- **Work order**:
Among the entries that follow, the required portion opens with the line containing "Target: picture frame" and closes with the line containing "the framed artwork". Give that portion again exactly, and nothing else.

- **Material provided**:

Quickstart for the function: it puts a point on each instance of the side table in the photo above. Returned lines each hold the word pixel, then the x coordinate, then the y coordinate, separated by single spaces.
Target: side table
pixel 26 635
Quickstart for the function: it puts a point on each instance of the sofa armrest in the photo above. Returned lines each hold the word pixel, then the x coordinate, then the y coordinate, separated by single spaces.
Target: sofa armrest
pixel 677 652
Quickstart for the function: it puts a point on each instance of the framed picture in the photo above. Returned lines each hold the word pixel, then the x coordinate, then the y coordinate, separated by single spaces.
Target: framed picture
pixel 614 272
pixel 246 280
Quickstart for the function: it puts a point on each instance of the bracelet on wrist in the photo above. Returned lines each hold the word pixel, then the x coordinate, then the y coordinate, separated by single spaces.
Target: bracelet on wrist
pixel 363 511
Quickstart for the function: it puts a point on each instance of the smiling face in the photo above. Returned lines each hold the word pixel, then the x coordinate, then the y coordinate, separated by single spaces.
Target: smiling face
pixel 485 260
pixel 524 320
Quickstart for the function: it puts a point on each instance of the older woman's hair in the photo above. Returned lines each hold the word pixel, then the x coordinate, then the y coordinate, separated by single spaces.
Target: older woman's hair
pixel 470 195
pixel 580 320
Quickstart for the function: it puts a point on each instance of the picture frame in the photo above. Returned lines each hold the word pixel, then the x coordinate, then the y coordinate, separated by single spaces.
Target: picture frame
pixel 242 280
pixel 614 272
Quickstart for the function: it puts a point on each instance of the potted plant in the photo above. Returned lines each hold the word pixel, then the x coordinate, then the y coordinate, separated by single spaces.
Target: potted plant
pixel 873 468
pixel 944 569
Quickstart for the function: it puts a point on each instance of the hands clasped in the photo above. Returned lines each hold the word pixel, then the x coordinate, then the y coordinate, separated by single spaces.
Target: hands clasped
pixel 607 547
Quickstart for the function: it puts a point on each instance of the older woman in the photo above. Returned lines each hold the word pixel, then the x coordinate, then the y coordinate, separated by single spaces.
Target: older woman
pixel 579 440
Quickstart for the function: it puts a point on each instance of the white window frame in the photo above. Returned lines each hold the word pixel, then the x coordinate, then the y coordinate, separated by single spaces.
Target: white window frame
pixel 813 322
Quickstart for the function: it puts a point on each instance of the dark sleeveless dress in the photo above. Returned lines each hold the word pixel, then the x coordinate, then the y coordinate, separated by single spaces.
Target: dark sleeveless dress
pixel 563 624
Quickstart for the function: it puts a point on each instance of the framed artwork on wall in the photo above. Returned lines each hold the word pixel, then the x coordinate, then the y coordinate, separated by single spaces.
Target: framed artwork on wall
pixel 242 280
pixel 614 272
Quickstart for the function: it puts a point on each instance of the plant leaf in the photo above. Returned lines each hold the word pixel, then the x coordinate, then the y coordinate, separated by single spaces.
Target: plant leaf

* * *

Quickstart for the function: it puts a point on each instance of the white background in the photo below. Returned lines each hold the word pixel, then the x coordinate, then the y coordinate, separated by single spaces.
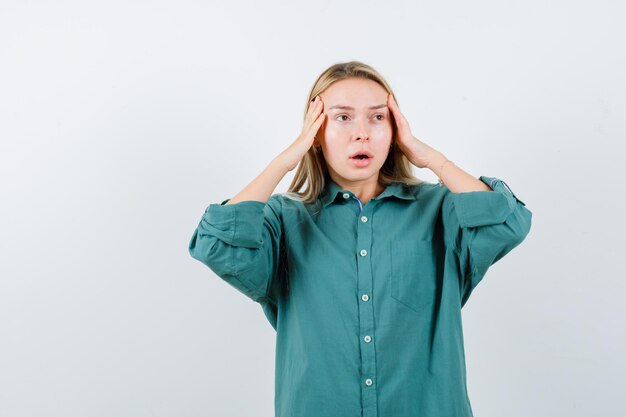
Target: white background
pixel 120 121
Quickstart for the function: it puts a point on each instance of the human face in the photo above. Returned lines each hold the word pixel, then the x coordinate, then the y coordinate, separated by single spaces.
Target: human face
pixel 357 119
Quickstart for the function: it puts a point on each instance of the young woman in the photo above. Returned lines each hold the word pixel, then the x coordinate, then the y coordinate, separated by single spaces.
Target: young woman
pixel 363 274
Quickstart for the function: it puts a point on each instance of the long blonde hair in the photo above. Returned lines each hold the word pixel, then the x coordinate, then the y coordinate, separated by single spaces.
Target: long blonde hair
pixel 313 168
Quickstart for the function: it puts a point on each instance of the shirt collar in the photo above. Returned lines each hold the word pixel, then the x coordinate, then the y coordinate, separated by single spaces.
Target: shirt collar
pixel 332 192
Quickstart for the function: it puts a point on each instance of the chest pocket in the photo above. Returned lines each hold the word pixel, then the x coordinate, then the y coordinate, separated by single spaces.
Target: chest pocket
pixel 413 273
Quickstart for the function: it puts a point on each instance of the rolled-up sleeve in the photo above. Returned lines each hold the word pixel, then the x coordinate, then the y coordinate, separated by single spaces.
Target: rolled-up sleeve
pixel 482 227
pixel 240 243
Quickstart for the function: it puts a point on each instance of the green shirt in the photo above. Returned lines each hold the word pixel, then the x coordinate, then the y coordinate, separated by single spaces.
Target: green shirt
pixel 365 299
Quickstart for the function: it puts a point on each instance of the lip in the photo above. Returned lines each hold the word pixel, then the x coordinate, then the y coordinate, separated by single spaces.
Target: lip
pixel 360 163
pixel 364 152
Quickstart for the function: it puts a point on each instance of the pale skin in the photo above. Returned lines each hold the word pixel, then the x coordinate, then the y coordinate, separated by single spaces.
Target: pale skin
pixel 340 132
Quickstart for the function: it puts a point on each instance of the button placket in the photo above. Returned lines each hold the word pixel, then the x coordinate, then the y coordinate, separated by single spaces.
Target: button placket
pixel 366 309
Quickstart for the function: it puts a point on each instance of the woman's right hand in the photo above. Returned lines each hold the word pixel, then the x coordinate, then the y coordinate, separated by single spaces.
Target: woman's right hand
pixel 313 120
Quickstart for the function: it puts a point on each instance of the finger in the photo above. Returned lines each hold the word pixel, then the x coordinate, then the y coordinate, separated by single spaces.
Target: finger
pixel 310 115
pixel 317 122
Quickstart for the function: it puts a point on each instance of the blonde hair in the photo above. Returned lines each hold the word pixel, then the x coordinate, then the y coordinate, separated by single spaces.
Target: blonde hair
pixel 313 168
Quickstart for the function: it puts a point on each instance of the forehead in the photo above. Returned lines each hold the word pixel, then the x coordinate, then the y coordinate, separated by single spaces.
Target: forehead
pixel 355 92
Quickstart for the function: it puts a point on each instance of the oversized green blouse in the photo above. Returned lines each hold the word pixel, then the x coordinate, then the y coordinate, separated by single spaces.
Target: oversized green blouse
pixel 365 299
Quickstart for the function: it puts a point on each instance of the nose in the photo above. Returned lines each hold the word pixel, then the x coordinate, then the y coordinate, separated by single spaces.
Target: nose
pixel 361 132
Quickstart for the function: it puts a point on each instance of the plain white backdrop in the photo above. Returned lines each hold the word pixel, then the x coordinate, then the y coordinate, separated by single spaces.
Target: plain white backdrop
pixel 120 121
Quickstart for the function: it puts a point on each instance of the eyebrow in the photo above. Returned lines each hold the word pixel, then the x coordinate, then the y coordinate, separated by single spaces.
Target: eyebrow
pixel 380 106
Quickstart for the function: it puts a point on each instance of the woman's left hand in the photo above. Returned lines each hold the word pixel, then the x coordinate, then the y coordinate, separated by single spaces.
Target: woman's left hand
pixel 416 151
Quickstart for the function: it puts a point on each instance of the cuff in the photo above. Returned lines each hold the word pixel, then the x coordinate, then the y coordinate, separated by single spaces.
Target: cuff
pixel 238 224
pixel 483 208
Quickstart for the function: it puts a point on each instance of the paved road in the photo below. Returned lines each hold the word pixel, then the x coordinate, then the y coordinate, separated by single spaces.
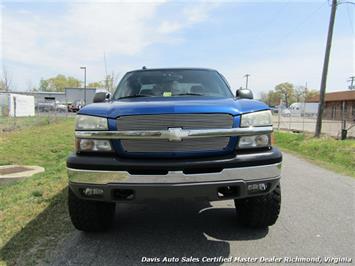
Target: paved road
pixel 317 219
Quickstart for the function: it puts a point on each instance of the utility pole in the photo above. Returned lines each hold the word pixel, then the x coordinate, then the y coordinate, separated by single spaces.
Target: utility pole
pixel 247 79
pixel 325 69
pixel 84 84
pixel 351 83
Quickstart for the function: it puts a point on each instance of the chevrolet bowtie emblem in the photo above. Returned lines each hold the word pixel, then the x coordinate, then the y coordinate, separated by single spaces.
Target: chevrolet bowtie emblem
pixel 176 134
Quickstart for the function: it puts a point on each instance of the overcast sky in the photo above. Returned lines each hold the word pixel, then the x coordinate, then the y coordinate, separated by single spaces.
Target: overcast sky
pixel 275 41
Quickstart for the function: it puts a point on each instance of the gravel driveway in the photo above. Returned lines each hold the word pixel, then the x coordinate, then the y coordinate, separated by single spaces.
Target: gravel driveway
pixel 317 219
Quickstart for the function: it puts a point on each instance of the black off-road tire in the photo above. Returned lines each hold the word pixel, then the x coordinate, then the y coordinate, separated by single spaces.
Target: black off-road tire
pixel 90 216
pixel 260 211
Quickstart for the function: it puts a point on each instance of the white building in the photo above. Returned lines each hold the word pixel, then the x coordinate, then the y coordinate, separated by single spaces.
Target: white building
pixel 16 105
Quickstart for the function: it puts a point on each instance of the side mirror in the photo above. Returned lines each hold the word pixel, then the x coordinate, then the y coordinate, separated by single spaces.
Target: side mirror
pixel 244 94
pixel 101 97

- **Your response**:
Target: picture frame
pixel 242 280
pixel 614 272
Quickstart for the function: it puts a point on each instance of the potted plant in the photo above. Returned lines each hold the word pixel, then the x coordinate, then the y coordinate, separated by single spaces.
Target: potted plant
pixel 873 468
pixel 944 569
Quickstart for the function: it puts a point on each instance of the hands clasped in the photo above. Returned lines each hold the word pixel, then the x coordinate, then the y coordinate, separated by single spaces.
Target: hands clasped
pixel 607 547
Quickstart for the function: it puts a point on each instance of the older woman in the photo above. Returned lines each hold the word pixel, then the x coordinate, then the y coordinate, separated by single spaces.
Target: older woman
pixel 579 440
Quickstart for the function: it puts a point on each instance of the white window frame in the photo above. Returned lines each hold the word pixel, then the x coordinate, then the y coordinate, separated by single spaces.
Target: white window frame
pixel 813 322
Quickstart for the function: it puts a point on each instance of the dark sleeveless dress in the photo above. Returned lines each hold the word pixel, then the x coordinate, then the y coordinate, separated by single spaces.
Target: dark sleeveless dress
pixel 563 624
Quickstart for the function: it puts a point on each instance of the framed artwork on wall in the photo above. Returned lines each hold the word pixel, then the x coordinate, then the y coordinate, separated by single spaces.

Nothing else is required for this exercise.